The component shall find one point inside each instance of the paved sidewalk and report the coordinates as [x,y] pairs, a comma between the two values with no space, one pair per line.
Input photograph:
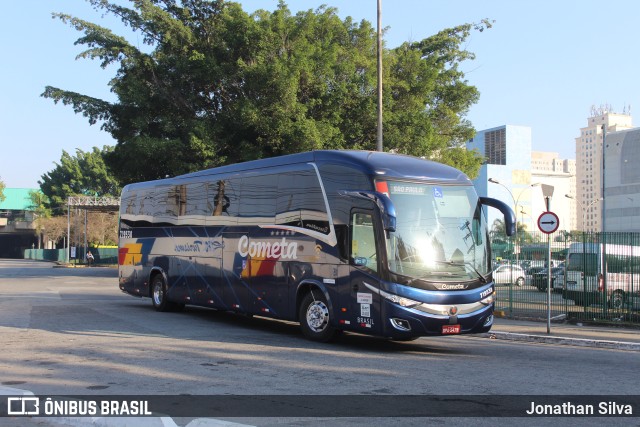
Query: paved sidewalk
[568,334]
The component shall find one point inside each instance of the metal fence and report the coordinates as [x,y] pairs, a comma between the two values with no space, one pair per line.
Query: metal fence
[613,298]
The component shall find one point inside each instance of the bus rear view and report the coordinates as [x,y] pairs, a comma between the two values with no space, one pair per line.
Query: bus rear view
[374,243]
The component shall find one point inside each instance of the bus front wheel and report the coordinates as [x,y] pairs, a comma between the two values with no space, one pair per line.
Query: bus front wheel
[315,318]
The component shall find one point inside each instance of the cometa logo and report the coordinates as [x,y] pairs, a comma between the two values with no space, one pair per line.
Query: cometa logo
[278,250]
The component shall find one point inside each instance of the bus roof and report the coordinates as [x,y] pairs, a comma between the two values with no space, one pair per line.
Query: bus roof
[372,163]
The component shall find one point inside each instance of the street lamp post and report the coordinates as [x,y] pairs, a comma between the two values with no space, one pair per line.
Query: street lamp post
[516,201]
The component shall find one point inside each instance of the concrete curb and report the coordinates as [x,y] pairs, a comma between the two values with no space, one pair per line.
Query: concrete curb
[580,342]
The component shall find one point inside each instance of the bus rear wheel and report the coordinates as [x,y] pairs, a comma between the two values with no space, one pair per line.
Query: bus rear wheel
[159,295]
[315,318]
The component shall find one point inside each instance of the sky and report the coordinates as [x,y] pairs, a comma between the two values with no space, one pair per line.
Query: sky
[544,64]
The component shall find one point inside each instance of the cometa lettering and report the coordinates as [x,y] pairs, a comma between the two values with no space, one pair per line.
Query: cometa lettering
[259,249]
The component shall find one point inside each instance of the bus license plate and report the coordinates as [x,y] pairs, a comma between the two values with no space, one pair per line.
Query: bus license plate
[450,329]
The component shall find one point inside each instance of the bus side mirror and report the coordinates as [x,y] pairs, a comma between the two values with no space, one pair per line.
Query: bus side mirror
[384,203]
[509,216]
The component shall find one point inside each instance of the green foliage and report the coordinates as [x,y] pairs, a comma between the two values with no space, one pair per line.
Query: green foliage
[39,204]
[83,174]
[2,187]
[215,85]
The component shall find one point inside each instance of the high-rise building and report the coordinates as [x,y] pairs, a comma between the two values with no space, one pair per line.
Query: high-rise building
[589,164]
[548,168]
[506,175]
[622,181]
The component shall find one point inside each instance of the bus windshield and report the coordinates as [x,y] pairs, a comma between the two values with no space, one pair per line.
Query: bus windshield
[441,234]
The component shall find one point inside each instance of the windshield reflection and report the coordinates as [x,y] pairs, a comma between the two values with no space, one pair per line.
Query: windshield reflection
[441,234]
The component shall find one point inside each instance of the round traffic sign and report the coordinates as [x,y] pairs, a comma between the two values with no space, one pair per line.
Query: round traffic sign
[548,222]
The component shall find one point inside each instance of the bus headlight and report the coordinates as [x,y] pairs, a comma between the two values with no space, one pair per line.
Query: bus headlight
[404,302]
[488,300]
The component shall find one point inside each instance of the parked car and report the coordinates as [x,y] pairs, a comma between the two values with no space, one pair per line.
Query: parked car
[509,274]
[539,279]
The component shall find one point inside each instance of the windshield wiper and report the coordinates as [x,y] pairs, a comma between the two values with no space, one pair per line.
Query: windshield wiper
[482,279]
[465,264]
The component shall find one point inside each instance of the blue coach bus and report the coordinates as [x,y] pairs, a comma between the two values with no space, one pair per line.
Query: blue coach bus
[369,242]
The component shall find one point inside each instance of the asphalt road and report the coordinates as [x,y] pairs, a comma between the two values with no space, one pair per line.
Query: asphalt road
[72,332]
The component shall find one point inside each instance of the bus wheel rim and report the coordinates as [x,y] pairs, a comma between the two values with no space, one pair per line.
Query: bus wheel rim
[318,316]
[157,293]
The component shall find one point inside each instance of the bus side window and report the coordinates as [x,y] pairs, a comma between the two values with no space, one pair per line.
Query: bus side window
[363,241]
[476,225]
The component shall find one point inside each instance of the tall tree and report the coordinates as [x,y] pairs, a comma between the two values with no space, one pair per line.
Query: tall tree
[82,174]
[218,85]
[2,187]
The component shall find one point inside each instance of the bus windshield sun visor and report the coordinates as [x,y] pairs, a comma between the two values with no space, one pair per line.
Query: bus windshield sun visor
[509,216]
[384,203]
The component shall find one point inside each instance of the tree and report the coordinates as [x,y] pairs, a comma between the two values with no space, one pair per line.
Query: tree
[2,187]
[39,206]
[221,86]
[83,174]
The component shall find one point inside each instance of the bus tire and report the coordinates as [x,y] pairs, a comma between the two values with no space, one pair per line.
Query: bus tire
[617,300]
[315,318]
[159,295]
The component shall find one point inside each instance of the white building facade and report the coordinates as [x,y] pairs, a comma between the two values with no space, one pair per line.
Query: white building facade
[589,165]
[514,173]
[622,181]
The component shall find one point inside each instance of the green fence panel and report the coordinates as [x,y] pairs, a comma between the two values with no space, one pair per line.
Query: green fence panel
[615,298]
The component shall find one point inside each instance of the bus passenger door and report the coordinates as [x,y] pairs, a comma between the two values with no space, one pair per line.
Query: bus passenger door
[235,293]
[363,306]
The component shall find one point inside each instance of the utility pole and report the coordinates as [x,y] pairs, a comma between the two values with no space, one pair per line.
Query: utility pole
[379,144]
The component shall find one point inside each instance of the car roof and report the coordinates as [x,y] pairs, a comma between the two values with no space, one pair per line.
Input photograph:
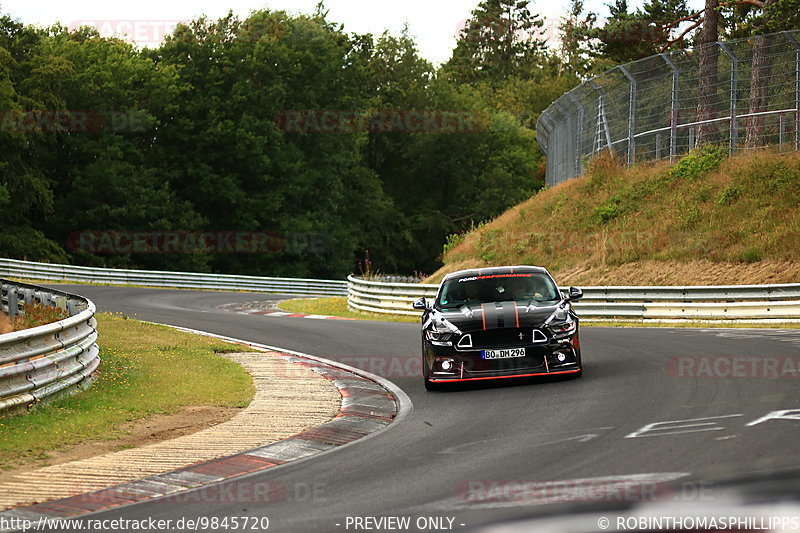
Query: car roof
[490,271]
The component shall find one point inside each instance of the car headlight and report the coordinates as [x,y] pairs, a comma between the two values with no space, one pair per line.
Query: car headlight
[439,336]
[563,328]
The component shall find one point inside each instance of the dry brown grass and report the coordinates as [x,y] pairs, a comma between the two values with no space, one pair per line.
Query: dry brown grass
[646,225]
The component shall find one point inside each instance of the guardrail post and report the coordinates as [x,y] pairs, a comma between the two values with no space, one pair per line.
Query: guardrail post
[673,125]
[734,127]
[13,302]
[793,41]
[631,116]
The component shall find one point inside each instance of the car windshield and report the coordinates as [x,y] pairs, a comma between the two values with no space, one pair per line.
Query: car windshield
[528,286]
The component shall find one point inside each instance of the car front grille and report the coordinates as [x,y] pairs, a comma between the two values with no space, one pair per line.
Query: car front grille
[505,338]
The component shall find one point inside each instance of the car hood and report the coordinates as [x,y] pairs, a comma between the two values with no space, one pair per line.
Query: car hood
[475,317]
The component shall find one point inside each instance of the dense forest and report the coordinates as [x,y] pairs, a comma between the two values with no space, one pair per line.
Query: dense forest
[281,144]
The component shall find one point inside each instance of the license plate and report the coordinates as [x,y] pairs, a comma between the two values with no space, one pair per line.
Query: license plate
[503,354]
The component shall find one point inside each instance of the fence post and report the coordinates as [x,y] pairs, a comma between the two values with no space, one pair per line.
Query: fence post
[631,116]
[563,142]
[673,126]
[602,123]
[579,134]
[734,127]
[793,41]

────────

| WHAT TO PRODUCE |
Without including any pictures, reproduce the listing exactly.

| ANSWER |
The component shall find one point inside each instance of the paved sidewalk and report the coordinates as [x,y] pairs, a comma between the two values with no space, one pair per line.
Input photograph:
Query: paved sidewalk
[568,334]
The component shall find one point inside each instance of the metal fence and report the coordinates as [x,y] pairs, a comma between the two values with no space, one pair per line.
Query: metal fence
[613,298]
The component shall find one point inside each instance of the bus rear view and report the coordinates as [x,y] pairs, a comma between the two values with no space, one pair per line.
Query: bus rear view
[374,243]
The component shall find one point inside each instance of the bus front wheel and report the coordinates as [x,y] pairs, a comma between the two values with no space, one pair per line.
Query: bus front wheel
[315,318]
The component shall find one point inside each instance of the cometa logo and report the coordinates as [x,y] pairs, a comma between the two values with no space, one pair per line.
Query: cometa logo
[278,250]
The component shall find one point inside each instance of the bus roof and report the coordinates as [x,y] pairs, a comma between the two values with no space, one pair per line.
Query: bus roof
[372,163]
The component shall find one point inside each instance of the street lamp post and report the coordinates as [x,y] pairs, a comma between the two values with no space, one pair per line.
Query: street lamp post
[516,201]
The component shall find one point inside each instance of the concrete curb and report the coordinates as [x,y] pairs, a comma between the two values with no space, one pair per line.
Query: concrete curb
[580,342]
The component shall find one point inside each instance of the bus rear wheel and report the coordinates as [x,y] pairs, a comma between the two values with no space, one pair per line.
Query: bus rear wheel
[159,295]
[315,318]
The component shall find one point inside each instance of the sky and report the coordinates as [x,y] pairs, a comma between the two values with no space, one pair per line.
Query: sky
[544,64]
The component shall find one point inside each instance of the cometa lettering and report the coordinates as [x,y] pairs, a comma between the two values with no space, one pair per line.
Query: cometa lettering
[259,249]
The component shall find one point inside each instance of the bus license plate and report the coordinates as [x,y] pairs, a comma between the two values with no space, one pair per line.
Query: bus license plate
[450,329]
The component shall find one point inside each instance of the bus side mirror and report the coordinates as [x,y] pairs, a comma between the two values with no space, one pair per line.
Query: bus side mirror
[384,203]
[509,216]
The component shall find one point inside each instance of the green foliage and report the coordinates as [x,y] pairs, a comma between the two values with no space, one pair per line.
Query: green foliage
[39,204]
[83,174]
[2,187]
[215,85]
The component shall find one point inside each instance of the high-rise building and report the coordinates as [x,y] pairs, a comma between the two values with no space, one pair per line.
Query: high-rise building
[589,164]
[548,168]
[506,175]
[622,181]
The component shall find one point inside each instance of the bus windshield and report the coordinates as [x,y] pairs, a comma between the two values with no space, one pair per line.
Query: bus windshield
[441,234]
The component shall find one point inside each instance of the windshield reflection and report the coordinates as [x,y] pairs, a comma between the two values with no space, one pair per line.
Query: windshield reflection
[441,234]
The component shall find one point inside each instance of the round traffic sign and report the coordinates as [x,y] pairs, a comma between the two values with no space, one pair per line.
Query: round traffic sign
[548,222]
The component shall find one point inside each instance of the bus headlight and report the coordinates as [x,y] pairs, a comma between the two values with no space, one pair per line.
Query: bus headlight
[404,302]
[488,300]
The component shall find one point inside each instance of the parked car and report the coordinates as [x,y] pairs, a comma between the two values with no space, one pair per line.
Query: parked car
[509,274]
[539,279]
The component shall find one point inside each instance of the windshield wiper and report the coordinates as [x,y] pairs, a comma between the two values with no space, one pair per line.
Query: windshield wiper
[482,279]
[465,264]
The component shall find one point inside each instance of the blue coach bus and report the coordinates as [x,y] pairs, a comma between the two values with no space, one pair per line.
Query: blue coach bus
[369,242]
The component shall find one point inside each instance of the asphalt road and report the coordinates as [x,y] pairs, a comma between the two values with no space, one pair per line.
Query: asphalt road
[72,332]
The component shall find one point inside each instance of the bus wheel rim and report the coordinates as [x,y] pairs, a comma between the two values with no space, one pair per line.
Query: bus wheel rim
[318,316]
[157,293]
The component shall find one point inside each instance of the bus side window and report the coordinates as [x,y] pairs, a comma between the two values with no space, one pair per line.
Query: bus side window
[363,241]
[476,225]
The component shall find one point inside each instance of the tall tree and report the coordinates as [x,y] pairs, a comma between the two values with no space, one pair per line.
Query: tall tree
[82,174]
[218,85]
[2,187]
The component shall find one point inside each instance of the bus windshield sun visor and report the coordinates as [x,y] pairs, a comma between the two values with no space, one pair per line.
Query: bus windshield sun visor
[509,216]
[384,203]
The component shall find one point inside each instance of the tree and report the coordinates as [x,y] pairs, a comma between the two values with no space, one pair per line.
Query: tree
[2,187]
[39,206]
[221,86]
[83,174]
The component shall find one point inside each instance of the bus tire and report the coordinates as [x,y] pairs, a comma between the two values with no space, one pair per line.
Query: bus tire
[617,300]
[315,318]
[159,295]
The component shall find one point inside each instance of the white building facade and report the coordinates as [x,y] pairs, a comma between the two values with no space, one pair per line.
Query: white building facade
[589,165]
[514,173]
[622,181]
The component shall find one point inside each instance of the green fence panel and report the coordinates as [x,y] pairs, a comma between the two values with no space, one pair per line.
Query: green fence panel
[615,298]
The component shall find one point inside each instance of the bus passenger door and report the coordinates as [x,y] pairs, a comma between the two values with no space, one pair per line.
Query: bus passenger door
[235,293]
[363,306]
The component shall find one point inside each instance of the utility pole and report the coordinates as [x,y] pairs, a comma between the two values with no space, one pair per line.
Query: utility pole
[379,144]
The component shall find one point inside each instance of the car roof and report the coordinates as [x,y] pairs, a comma between the two values with no space, one pair per line.
Input photograph:
Query: car roof
[490,271]
The component shall find one point inside each instance of the car headlight and report the coordinates as [x,y] pairs, a comma between the two values with no space, one pair per line.
Query: car headlight
[439,336]
[563,328]
The component shall find one point inside each instance of the dry brown grass and report the coordinates as [x,y] pairs, a comma between the two values with no space, one pair per line.
Query: dry brown grass
[646,225]
The component shall find one point inside each instance of the guardrail post and report the coordinates as [x,y] pairs, a comma between the two values with no space, one pair per line.
Query: guardrail post
[673,125]
[734,127]
[13,302]
[793,41]
[631,116]
The component shall find one point inside each instance of the car windshield and report the coordinates as [x,y] pairs, a comma between the two values with no space, one pair per line.
Query: car windshield
[528,286]
The component shall find one point inside each instance of the car front grille and report the coordinates as [x,y] pairs, a comma between the two values with no space, one pair per line.
Query: car front grille
[505,338]
The component shall find one point inside each instance of the car hood and report the coordinates as [x,y] pairs, a comma between the two values with no space, one pair per line.
Query: car hood
[475,317]
The component shall find one point inside each instance of the dense forest and report the coordinates as [x,y] pairs, a comma between the two values with no space, one pair per line.
Query: dense forest
[281,144]
The component shall find one point inside each instance of the license plate and report the coordinates as [x,y] pairs, a comma between the two values with no space, one pair per line.
Query: license plate
[503,354]
The component shall find one point inside each instance of the fence post and report the coordinates as [x,y] pairs, a comma between the two values with no space, one pair per line.
Query: fence post
[631,116]
[563,142]
[673,126]
[602,123]
[579,134]
[734,127]
[793,41]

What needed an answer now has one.